Return all entries below exactly. Skip nothing.

(DATA SUPPLIED Opens)

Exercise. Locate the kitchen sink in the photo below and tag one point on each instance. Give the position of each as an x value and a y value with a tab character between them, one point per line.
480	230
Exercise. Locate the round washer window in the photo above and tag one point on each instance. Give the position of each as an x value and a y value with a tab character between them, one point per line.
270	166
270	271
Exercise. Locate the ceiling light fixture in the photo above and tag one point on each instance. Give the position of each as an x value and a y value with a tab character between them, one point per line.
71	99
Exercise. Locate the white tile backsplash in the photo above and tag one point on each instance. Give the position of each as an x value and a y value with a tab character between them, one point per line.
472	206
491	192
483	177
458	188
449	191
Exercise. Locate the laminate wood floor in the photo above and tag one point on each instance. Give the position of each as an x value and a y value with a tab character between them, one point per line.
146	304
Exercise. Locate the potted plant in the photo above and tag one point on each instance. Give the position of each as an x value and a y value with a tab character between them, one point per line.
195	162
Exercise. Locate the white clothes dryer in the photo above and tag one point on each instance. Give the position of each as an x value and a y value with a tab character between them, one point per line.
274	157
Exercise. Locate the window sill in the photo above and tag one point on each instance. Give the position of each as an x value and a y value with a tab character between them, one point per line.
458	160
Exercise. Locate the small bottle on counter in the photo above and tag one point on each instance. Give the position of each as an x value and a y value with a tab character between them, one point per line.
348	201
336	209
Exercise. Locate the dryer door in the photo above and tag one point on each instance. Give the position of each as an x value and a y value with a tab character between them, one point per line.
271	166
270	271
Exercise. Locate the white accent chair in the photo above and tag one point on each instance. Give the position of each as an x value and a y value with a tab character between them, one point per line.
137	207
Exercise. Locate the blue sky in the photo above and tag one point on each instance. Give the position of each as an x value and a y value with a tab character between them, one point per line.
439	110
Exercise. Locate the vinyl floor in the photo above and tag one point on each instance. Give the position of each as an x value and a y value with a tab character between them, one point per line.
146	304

(DATA SUPPLIED Closes)

[TASK SOLUTION]
Exercise. Locate the kitchen sink in the photo below and tag one point on each instance. Give the position of each as an x value and a y value with a tab character between them, one point per line.
480	230
Exercise. Locate the round washer window in the photo above and tag one point on each instance. Give the position of each as an x value and a y value with a tab character between them, one point per line.
270	166
270	271
Exercise. Locate the ceiling light fixture in the photo above and tag one point on each instance. Give the position of each as an x value and a y value with a tab character between them, one point per line.
71	99
Exercise. Locate the white tile backsplash in the photo above and tag one point on each instance. Give the position of each as an x value and a y value with a tab character between them, one point per line.
472	206
491	192
483	177
458	188
449	191
Exercise. Locate the laminate wood floor in the photo above and tag one point on each instance. Give the position of each as an x value and a y value with a tab character between them, one point per line.
146	304
Exercise. Locate the potted plant in the photo above and tag one point on each instance. Give the position of each as an x value and a y value with a tab character between them, one point per line.
195	162
Exercise. Locate the white clothes dryer in the photo above and tag one point on each instance. Give the position of each as an x value and a y value with a tab character between them, one point per line.
274	157
Exercise. Locate the window sill in the photo above and tag one point on each instance. Give the position of each as an x value and a y value with a tab character between them, one point per line.
458	160
Exercise. Locate the small bottle on counter in the photo above and tag one point on each instance. Give the position of each as an x value and a y value with a tab character between them, one point per line.
348	201
336	209
Exercise. Locate the dryer door in the photo above and tag one point on each instance. Give the position of each as an x value and a y value with a tab character between them, one point per line.
271	166
270	271
Exercise. Locate the white accent chair in the photo above and tag one point on each instance. Give the position of each as an x value and a y value with a tab character between them, one point per line.
137	207
Exercise. Locate the blue sky in the photo above and tag one point on each instance. Give the position of each as an x value and a y value with a tab character between them, one point per line.
439	110
Exercise. Locate the vinyl floor in the photo above and tag one point on each instance. Give the position of each as an x value and a y value with a tab character between them, one point per line.
146	304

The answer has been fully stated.